(Region pointing data)
########

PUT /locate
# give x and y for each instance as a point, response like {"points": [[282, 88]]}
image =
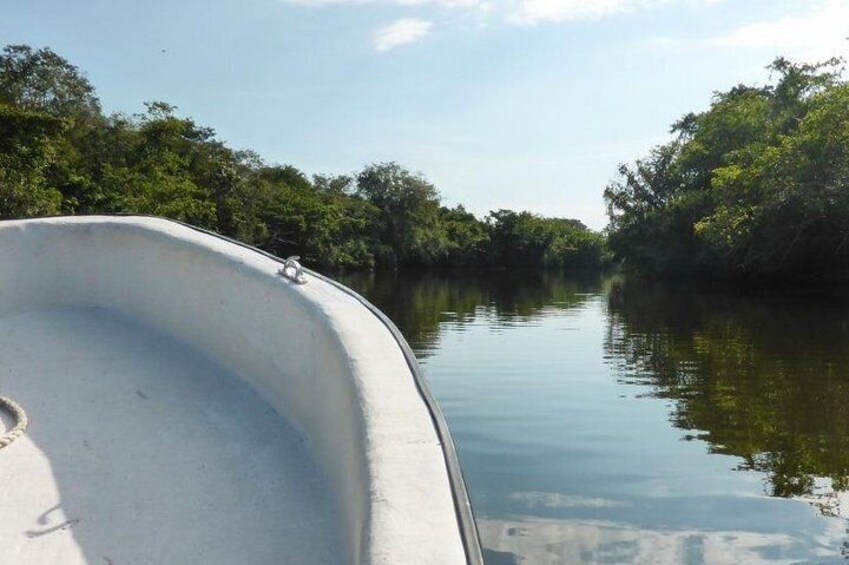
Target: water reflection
{"points": [[419, 302], [568, 399], [765, 379]]}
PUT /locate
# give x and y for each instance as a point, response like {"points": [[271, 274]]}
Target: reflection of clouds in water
{"points": [[560, 500], [544, 542]]}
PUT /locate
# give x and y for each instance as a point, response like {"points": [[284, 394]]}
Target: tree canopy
{"points": [[60, 154]]}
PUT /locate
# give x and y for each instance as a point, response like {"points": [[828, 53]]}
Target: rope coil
{"points": [[20, 417]]}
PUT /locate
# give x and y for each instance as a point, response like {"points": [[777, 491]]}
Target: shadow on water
{"points": [[547, 421], [762, 378], [418, 302]]}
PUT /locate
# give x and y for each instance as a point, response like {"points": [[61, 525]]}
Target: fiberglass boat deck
{"points": [[187, 404]]}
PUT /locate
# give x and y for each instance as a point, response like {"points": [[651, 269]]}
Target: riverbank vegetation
{"points": [[61, 154], [754, 188]]}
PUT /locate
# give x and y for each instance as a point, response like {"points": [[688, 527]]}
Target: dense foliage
{"points": [[755, 187], [59, 154]]}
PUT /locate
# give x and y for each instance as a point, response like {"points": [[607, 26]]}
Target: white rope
{"points": [[21, 421]]}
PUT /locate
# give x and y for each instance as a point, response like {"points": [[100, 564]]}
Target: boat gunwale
{"points": [[462, 504]]}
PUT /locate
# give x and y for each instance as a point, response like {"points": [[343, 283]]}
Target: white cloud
{"points": [[537, 11], [444, 3], [818, 34], [401, 32]]}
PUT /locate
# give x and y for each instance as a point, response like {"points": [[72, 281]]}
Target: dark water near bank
{"points": [[619, 421]]}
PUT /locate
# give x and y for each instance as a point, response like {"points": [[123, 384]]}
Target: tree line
{"points": [[755, 188], [60, 154]]}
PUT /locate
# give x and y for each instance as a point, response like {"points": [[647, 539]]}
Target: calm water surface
{"points": [[619, 421]]}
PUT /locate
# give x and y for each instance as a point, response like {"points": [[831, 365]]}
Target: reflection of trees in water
{"points": [[764, 379], [418, 302]]}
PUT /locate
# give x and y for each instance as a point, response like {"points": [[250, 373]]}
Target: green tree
{"points": [[27, 147], [754, 187]]}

########

If pictures are present, they are dropped, and the entries above are written out word for word.

(Solved exercise)
PUT /locate
# give x and y for each instance as a point, response like {"points": [[282, 88]]}
image =
Target: water reflection
{"points": [[419, 302], [568, 399], [765, 379]]}
PUT /locate
# give x and y for each instance as a point, response like {"points": [[271, 274]]}
Target: reflection of clouds in water
{"points": [[560, 500], [544, 542]]}
PUT /locate
# give x and y for each instance as a point, response like {"points": [[284, 394]]}
Target: tree canopy
{"points": [[60, 154]]}
PUT /locate
# give x and y for each instance as a point, response like {"points": [[828, 53]]}
Target: rope coil
{"points": [[20, 417]]}
PUT /locate
# give x and y for each instance as a point, response like {"points": [[777, 491]]}
Target: shadow on water
{"points": [[547, 421], [762, 378], [418, 302]]}
PUT /locate
# give x and y for each instance as a point, response like {"points": [[61, 525]]}
Target: fiberglass boat deck
{"points": [[187, 404]]}
PUT /locate
# give x and y for each instance as a point, response like {"points": [[651, 269]]}
Target: riverbank vegetation
{"points": [[61, 154], [754, 188]]}
PUT /locate
# give x and y for each instance as a point, response like {"points": [[688, 527]]}
Target: dense foliage
{"points": [[755, 187], [59, 154]]}
PUT /locate
# give x and y for each instance as a point, response like {"points": [[607, 26]]}
Target: white rope
{"points": [[21, 421]]}
PUT /locate
# give x and y for each instance as a point, response like {"points": [[100, 564]]}
Target: boat gunwale
{"points": [[462, 504]]}
PUT /locate
# give x and y for each instance as a point, response like {"points": [[343, 283]]}
Target: white cloud
{"points": [[537, 11], [444, 3], [818, 34], [401, 32]]}
PUT /locate
# give x and y for each instance as a point, response like {"points": [[72, 281]]}
Target: dark water near bank
{"points": [[619, 421]]}
PUT /locate
# give x and y for each instance as a point, response like {"points": [[123, 384]]}
Target: tree line
{"points": [[755, 188], [60, 154]]}
PUT /locate
# give x and y for each instance as a point, response like {"points": [[647, 539]]}
Target: calm water surface
{"points": [[619, 421]]}
PUT /locate
# give x and y for each instance as a point, response like {"points": [[831, 365]]}
Target: reflection of trees in water
{"points": [[764, 379], [418, 302]]}
PUT /locate
# give x and y for each instance as a point, response like {"points": [[250, 373]]}
Target: green tree
{"points": [[27, 147], [754, 187]]}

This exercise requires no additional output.